- **Your goal**
Display every line of the material below that includes the word "background".

Records contained in a dataset:

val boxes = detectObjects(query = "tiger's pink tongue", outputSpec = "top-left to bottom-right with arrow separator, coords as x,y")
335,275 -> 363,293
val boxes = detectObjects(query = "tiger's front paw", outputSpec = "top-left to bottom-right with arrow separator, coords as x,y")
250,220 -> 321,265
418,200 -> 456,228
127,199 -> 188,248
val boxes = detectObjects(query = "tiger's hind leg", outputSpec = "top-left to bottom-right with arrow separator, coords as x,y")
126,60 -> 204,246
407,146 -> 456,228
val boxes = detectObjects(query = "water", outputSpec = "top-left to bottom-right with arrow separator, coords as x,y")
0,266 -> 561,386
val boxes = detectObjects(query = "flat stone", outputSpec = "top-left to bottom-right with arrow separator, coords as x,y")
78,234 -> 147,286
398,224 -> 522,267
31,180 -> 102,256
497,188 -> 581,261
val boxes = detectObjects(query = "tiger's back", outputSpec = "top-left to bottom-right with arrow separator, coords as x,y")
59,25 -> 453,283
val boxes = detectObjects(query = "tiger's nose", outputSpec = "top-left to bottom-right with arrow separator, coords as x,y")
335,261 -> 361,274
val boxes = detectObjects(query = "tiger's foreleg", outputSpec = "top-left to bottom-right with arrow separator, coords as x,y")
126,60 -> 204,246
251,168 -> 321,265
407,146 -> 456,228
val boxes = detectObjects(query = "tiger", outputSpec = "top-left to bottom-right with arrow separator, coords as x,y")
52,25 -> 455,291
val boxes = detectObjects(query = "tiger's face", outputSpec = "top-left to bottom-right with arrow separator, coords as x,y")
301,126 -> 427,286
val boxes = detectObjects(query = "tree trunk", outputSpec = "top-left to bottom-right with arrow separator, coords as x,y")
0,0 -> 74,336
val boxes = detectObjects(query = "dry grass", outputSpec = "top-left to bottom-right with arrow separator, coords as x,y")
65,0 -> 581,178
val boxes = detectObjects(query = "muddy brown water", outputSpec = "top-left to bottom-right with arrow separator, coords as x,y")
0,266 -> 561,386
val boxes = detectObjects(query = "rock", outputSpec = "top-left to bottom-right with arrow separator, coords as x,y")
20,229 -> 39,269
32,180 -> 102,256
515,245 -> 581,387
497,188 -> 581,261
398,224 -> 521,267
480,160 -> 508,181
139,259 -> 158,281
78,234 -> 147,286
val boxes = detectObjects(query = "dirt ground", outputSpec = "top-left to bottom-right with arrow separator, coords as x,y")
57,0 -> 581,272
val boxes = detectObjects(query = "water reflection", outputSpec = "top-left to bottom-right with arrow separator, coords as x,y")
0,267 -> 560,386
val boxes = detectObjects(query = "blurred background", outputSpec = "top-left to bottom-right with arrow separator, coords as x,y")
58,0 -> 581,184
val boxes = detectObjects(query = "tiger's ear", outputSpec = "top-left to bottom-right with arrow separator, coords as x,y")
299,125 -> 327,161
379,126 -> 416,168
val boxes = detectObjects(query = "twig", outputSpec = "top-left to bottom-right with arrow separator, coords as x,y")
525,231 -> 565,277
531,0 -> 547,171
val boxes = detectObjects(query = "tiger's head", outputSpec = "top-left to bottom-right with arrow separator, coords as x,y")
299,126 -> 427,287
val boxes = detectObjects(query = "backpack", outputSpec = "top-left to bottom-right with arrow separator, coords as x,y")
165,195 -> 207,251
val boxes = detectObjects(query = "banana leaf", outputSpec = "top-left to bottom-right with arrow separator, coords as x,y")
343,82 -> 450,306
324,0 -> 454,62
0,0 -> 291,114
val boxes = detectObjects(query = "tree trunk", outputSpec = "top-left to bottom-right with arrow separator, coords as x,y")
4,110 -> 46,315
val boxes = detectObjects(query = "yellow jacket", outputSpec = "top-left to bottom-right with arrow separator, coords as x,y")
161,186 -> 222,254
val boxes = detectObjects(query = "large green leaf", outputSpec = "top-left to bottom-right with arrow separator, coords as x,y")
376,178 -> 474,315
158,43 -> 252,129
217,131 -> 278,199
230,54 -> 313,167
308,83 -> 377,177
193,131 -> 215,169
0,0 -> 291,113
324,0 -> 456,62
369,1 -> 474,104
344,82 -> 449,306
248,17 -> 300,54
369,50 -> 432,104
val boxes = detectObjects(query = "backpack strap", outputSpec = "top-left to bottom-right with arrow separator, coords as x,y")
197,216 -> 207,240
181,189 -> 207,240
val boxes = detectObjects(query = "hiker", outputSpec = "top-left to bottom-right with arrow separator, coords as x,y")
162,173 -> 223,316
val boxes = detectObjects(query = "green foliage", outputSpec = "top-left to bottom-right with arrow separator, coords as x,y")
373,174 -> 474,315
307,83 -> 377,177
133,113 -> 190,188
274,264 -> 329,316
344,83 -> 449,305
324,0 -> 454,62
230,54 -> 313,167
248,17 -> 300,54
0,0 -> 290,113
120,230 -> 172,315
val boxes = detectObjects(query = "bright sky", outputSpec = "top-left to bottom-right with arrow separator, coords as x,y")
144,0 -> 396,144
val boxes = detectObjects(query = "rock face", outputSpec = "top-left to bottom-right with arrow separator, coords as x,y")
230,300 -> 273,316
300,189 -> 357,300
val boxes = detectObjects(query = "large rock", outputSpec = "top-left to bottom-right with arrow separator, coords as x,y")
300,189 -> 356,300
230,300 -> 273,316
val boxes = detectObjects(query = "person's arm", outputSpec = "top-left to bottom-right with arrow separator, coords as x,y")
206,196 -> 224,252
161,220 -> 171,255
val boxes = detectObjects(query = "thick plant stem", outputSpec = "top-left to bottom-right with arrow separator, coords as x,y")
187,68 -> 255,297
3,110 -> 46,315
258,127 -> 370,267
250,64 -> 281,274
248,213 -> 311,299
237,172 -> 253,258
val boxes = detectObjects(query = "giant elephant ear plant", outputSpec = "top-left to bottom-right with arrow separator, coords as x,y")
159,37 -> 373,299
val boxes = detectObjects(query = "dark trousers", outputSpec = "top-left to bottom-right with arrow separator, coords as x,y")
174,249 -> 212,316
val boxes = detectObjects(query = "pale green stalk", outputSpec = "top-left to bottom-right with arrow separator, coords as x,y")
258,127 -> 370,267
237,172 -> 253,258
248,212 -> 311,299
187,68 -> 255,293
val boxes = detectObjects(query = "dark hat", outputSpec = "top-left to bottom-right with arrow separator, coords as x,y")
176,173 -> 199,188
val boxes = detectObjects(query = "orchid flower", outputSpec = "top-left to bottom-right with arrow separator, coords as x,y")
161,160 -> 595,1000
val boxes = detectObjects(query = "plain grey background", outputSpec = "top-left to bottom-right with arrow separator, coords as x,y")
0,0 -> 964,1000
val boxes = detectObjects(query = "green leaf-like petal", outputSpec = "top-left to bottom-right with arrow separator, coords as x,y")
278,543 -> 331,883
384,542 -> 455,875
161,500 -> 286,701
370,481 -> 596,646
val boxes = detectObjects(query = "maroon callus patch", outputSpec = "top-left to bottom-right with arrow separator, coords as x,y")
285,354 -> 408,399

- **Written reply**
val boxes = detectObjects(query = "blurred background", outputSpec = "top-left to bottom-right with arrow separator, coords as x,y")
val boxes = detectObjects(query = "plain grey background", outputSpec = "top-left to bottom-right with arrow separator, coords as x,y")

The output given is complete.